#### Aim
The required output is the line containing "Task: Where can the shadow" through the final line of the material below, printed exactly, with no other lines.

[Excerpt from a dataset]
## Start
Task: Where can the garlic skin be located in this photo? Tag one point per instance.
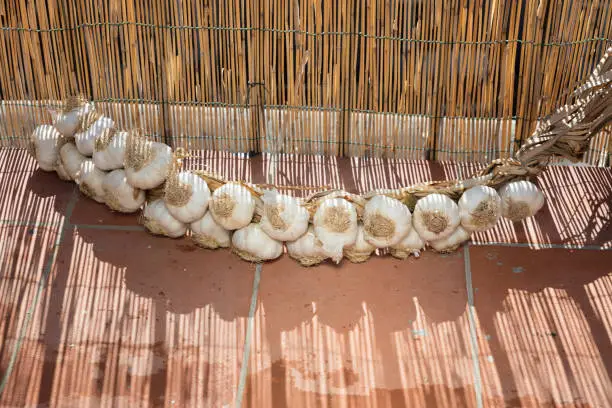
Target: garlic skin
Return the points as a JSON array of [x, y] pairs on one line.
[[451, 242], [43, 146], [119, 195], [307, 249], [85, 140], [479, 208], [90, 181], [254, 245], [411, 244], [520, 200], [386, 221], [232, 206], [152, 168], [335, 225], [435, 216], [186, 196], [361, 250], [158, 221], [284, 219], [206, 233], [109, 149], [70, 159]]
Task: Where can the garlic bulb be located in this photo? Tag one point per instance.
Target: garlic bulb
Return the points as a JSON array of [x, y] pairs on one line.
[[67, 120], [43, 146], [158, 221], [361, 250], [70, 159], [186, 196], [109, 149], [451, 242], [90, 181], [520, 200], [147, 163], [479, 208], [119, 195], [335, 225], [412, 244], [307, 249], [232, 206], [254, 245], [92, 127], [386, 221], [208, 234], [435, 217], [284, 219]]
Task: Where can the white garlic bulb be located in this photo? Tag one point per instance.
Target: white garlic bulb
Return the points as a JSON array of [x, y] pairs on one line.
[[109, 149], [70, 159], [386, 221], [284, 218], [90, 181], [361, 250], [67, 119], [307, 249], [435, 216], [254, 245], [451, 242], [232, 206], [186, 195], [43, 146], [520, 200], [119, 195], [86, 138], [208, 234], [479, 208], [411, 244], [158, 221], [147, 163], [335, 225]]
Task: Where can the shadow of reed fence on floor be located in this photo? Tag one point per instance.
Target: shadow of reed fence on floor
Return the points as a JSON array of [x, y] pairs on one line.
[[446, 80]]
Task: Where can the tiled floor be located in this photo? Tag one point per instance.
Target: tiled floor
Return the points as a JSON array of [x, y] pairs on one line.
[[95, 312]]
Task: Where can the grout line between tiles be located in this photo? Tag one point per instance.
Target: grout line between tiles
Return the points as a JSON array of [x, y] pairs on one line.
[[41, 284], [244, 369], [472, 322]]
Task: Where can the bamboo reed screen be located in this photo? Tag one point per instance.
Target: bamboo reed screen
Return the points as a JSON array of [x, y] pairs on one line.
[[435, 79]]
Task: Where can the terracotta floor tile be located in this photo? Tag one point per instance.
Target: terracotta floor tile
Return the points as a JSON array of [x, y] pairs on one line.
[[385, 333], [544, 328]]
## End
#### Answer for this exercise
Task: Where can the shadow of reed fence on floor be located in this photo? Tag one point per instance.
Target: shadow of reed fence on floor
Return the points as a JSON array of [x, y] pairs on one line.
[[446, 80]]
Task: Where can the tiled floor be located in this photo? Tag one point per instance.
Target: tiled floor
Return the points as a JSON array of [x, y] pairs on one line.
[[95, 312]]
Task: Where can the grout line between tiles be located in this photo? Tag one point per instance.
Target: grout line between tiles
Return the points as a JSON array of [x, y] pairs on one line.
[[41, 284], [244, 369], [472, 322]]
Task: Where can the bamboo reed screen be located in this photo? Tag one point per instance.
Target: bamboo reed screen
Return the points as a JSON array of [x, y] pairs on one line.
[[435, 79]]
Task: Where can the terracotta floor tile be located in this photo? Tag one point per instance.
Target: terracotta floor tile
Return the points as a JSON array of [x, y] pairs on one line.
[[385, 333], [544, 328]]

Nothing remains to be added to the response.